■ **INSTRUCTION A**
Answer these questions from the indemnification procedure clause below, one answer per line, marked (i), (ii) and (iii) to match.
(i) What must the Notice described in (a) set forth?
(ii) Within how many days must the Indemnifying Party give Notice of its intention to assume the defense of Third Party Claims?
(iii) If the Indemnified Party does not give prompt Notice of Third Party Claims, to what extent is the Indemnifying Party relieved of its indemnification obligations?
### PROVIDED PASSAGE
13.3 Indemnification Procedure.

(a) If a Government Indemnified Party or a COMPANY Indemnified Party (an “Indemnified Party”) shall elect to claim a right to indemnification under this Agreement, the Indemnified Party shall give prompt Notice to the Party from which the Indemnified Party seeks indemnification (the “Indemnifying Party”) of the nature of the event, matter or proceedings in connection with which the Indemnified Party would be entitled to claim indemnification from the Indemnifying Party under this Agreement (“Indemnifiable Claim”), which Notice shall set forth the nature of the Indemnifiable Claim and the factual basis therefor.
(b) The respective obligations and liabilities of the Parties regarding Indemnifiable Claims resulting from claims made by Third Parties (“Third Party Claims”) shall be subject to the following terms and conditions:

(i) The Indemnified Party shall give the Indemnifying Party prompt Notice of any Third Party Claims. If the Indemnified Party fails to give such prompt Notice, the Indemnifying Party shall be relieved of its indemnification obligations only to the extent that the Indemnifying Party has been actually prejudiced by the delay.
(ii) Upon Notice from the Indemnified Party, the Indemnifying Party may, but shall not be required to, assume the defense of any such Third Party Claims, including their compromise or settlement, in which the outcome would give rise to a claim for indemnification hereunder, and the Indemnifying Party shall pay all reasonable costs and expenses incurred by it in connection therewith and shall be fully responsible for the outcome thereof. The Indemnifying Party shall give Notice to the Indemnified Party as to its intention to assume the defense of any such Third Party Claims within thirty (30) Days after the date of receipt of the Indemnified Party’s Notice in respect of such Third Party Claims. No compromise or settlement in respect of any Third Party Claims may be effected by the Indemnifying Party without the Indemnified Party’s prior consent (which consent shall not be unreasonably withheld) unless the sole relief is monetary damages that are to be paid in full by the Indemnifying Party and such monetary damages are fully paid by the Indemnifying Party. The Indemnifying Party shall have no liability with respect to any compromise or settlement thereof effected without its prior consent (which consent shall not be unreasonably withheld).
######
### RECORDS TO USE
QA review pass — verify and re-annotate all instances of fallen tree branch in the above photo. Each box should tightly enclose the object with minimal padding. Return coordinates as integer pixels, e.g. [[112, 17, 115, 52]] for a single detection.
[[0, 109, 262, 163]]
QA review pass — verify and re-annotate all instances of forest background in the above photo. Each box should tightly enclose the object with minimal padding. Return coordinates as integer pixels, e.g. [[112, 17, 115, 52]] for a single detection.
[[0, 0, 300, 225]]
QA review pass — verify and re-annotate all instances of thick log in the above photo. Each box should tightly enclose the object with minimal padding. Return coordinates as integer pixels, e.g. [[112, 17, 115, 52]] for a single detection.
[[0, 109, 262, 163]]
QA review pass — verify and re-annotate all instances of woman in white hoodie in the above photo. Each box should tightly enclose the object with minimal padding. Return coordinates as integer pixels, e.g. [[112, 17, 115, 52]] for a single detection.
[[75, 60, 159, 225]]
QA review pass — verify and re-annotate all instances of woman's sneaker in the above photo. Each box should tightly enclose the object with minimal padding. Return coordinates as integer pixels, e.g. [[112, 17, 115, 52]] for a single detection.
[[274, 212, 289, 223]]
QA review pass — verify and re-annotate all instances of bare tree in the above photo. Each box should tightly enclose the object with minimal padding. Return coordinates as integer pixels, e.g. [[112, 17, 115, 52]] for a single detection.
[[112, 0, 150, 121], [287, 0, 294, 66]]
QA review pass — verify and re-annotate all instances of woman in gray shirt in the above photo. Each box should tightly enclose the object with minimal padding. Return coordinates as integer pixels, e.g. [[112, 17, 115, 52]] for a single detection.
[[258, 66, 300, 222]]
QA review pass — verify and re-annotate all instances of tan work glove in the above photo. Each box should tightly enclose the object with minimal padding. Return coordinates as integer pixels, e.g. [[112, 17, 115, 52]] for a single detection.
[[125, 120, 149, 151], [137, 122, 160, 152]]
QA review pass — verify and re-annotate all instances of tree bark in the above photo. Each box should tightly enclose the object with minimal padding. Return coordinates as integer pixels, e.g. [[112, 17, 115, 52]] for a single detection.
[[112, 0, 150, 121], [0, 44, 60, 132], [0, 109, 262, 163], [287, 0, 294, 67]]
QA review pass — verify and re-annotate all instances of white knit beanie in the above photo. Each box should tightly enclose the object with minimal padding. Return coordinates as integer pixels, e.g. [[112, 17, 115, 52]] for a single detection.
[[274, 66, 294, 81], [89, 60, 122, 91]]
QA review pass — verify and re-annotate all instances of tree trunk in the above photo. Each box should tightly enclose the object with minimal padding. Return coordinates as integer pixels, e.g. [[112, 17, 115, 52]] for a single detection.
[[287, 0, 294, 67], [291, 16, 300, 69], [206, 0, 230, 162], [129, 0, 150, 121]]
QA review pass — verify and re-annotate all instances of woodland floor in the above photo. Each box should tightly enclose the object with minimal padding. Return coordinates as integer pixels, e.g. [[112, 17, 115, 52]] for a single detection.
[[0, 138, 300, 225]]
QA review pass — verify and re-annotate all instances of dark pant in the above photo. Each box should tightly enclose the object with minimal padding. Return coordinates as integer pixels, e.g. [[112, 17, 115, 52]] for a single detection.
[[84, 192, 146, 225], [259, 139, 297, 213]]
######
■ **INSTRUCTION B**
Pick out every line of the records above that contains the string "tree", and copy each of those lines in full. Case counts.

■ **FINAL RESULT A**
(i) The nature of the Indemnifiable Claim and the factual basis for it.
(ii) Within thirty (30) Days after the date it receives the Indemnified Party's Notice regarding those Third Party Claims.
(iii) Only to the extent that the Indemnifying Party has been actually prejudiced by the delay.

■ **FINAL RESULT B**
QA review pass — verify and re-annotate all instances of fallen tree branch in the above photo. Each box should tightly enclose the object with minimal padding. Return coordinates as integer pixels, e.g. [[112, 17, 115, 52]] for a single detection.
QA review pass — verify and re-annotate all instances of bare tree in the above photo. Each box should tightly enclose the object with minimal padding. Return coordinates as integer pixels, e.g. [[112, 17, 115, 52]] for a single detection.
QA review pass — verify and re-annotate all instances of tree bark in the above photo. Each box should tightly enclose the object with minimal padding. Return coordinates as integer pixels, e.g. [[112, 17, 115, 52]] for a single detection.
QA review pass — verify and re-annotate all instances of tree trunk in the above photo. Each box should tightly enclose the object with minimal padding. Return coordinates as integer pixels, e.g. [[112, 17, 115, 52]] for a single detection.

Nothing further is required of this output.